-- RECORDS FOR THE TASK start --

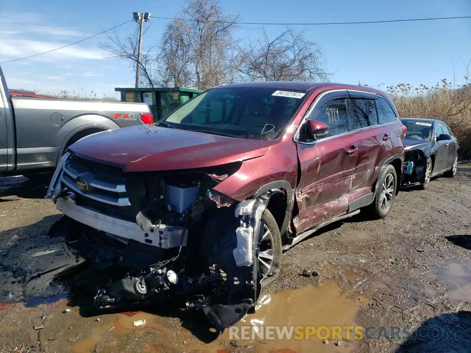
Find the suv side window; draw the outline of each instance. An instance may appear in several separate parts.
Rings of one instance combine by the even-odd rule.
[[[394,122],[397,119],[389,103],[382,96],[378,96],[378,114],[380,124]]]
[[[443,130],[444,134],[447,134],[450,135],[450,136],[453,136],[453,134],[451,133],[451,130],[447,126],[447,125],[444,125],[443,124],[440,124],[440,125],[441,125],[442,129]]]
[[[376,107],[373,99],[351,99],[353,129],[378,125]]]
[[[329,126],[329,136],[333,136],[348,132],[347,112],[347,99],[333,99],[314,109],[308,118],[326,124]]]

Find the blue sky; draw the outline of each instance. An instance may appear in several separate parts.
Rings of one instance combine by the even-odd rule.
[[[0,62],[49,50],[130,19],[133,11],[172,17],[182,1],[129,0],[0,0]],[[471,16],[470,0],[220,0],[243,22],[332,22]],[[361,5],[360,5],[361,4]],[[143,46],[159,40],[164,20],[153,19]],[[132,32],[136,24],[121,27]],[[255,40],[260,26],[245,25],[236,36]],[[336,82],[386,86],[431,86],[442,79],[457,84],[471,59],[471,19],[381,24],[292,26],[317,43]],[[269,35],[284,29],[267,26]],[[107,58],[96,38],[60,51],[2,65],[10,88],[41,92],[66,89],[82,95],[114,96],[115,87],[133,87],[128,64]],[[470,69],[471,70],[471,65]],[[83,90],[82,90],[83,88]],[[117,95],[116,96],[118,96]]]

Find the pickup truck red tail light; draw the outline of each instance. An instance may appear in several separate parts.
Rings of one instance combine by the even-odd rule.
[[[401,137],[402,139],[404,139],[404,137],[406,136],[406,134],[407,133],[407,128],[406,125],[401,125],[401,128],[402,129],[402,135]]]
[[[154,124],[154,116],[150,113],[141,114],[141,120],[144,124]]]

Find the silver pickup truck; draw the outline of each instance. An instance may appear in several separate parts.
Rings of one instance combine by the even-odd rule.
[[[144,103],[10,97],[0,68],[0,176],[47,177],[82,137],[153,122]]]

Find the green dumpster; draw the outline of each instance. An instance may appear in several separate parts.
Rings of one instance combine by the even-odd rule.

-- RECORDS FOR THE TASK end --

Can you reproduce all of the items above word for word, leaving out the pictures?

RESPONSE TO THE TASK -
Find the suv side window; draw the outline of each instance. An instance may appear in several separate parts.
Rings of one instance combine by the even-odd rule.
[[[394,122],[397,119],[389,103],[382,96],[378,96],[378,114],[380,124]]]
[[[443,130],[444,134],[447,134],[450,135],[450,136],[453,136],[453,134],[451,133],[451,130],[447,126],[447,125],[444,125],[443,124],[440,124],[440,125],[441,125],[442,129]]]
[[[376,107],[373,99],[351,99],[353,129],[378,125]]]
[[[329,126],[329,136],[333,136],[348,132],[347,112],[347,99],[333,99],[314,109],[308,118],[326,124]]]

Find the blue sky; draw the outline of each instance. An instance may appear in several separate parts.
Rings of one instance combine by the even-odd rule.
[[[0,62],[49,50],[130,19],[133,11],[172,17],[182,1],[129,0],[0,0]],[[471,16],[470,0],[220,0],[243,22],[332,22]],[[361,5],[360,5],[361,4]],[[143,46],[159,40],[164,20],[153,19]],[[132,32],[136,24],[121,27]],[[255,40],[260,26],[245,25],[236,36]],[[336,82],[386,86],[431,86],[442,79],[457,84],[471,59],[471,19],[381,24],[292,26],[317,43]],[[269,35],[284,29],[267,26]],[[107,58],[96,38],[60,51],[2,65],[10,88],[41,92],[66,89],[82,95],[114,96],[115,87],[133,87],[128,64]],[[470,69],[471,70],[471,65]],[[83,90],[82,90],[83,88]],[[117,95],[116,96],[118,96]]]

Find the pickup truck red tail light; draw the outline of each instance. An instance may appear in several separate parts.
Rings of one instance combine by the even-odd rule.
[[[401,137],[402,139],[404,139],[404,137],[406,136],[406,134],[407,133],[407,128],[406,125],[401,125],[401,128],[402,129],[402,135]]]
[[[154,124],[154,116],[150,113],[141,114],[141,120],[144,124]]]

Find the silver pickup truck; draw the outline of each instance. An instance may appear in several separate parts.
Rings of one instance combine by the even-odd rule.
[[[144,103],[10,97],[0,68],[0,176],[47,177],[82,137],[153,122]]]

Find the green dumpster; draw the outline of each instance. An instance may appear in several separate parts.
Rings of one instance combine by the even-odd rule.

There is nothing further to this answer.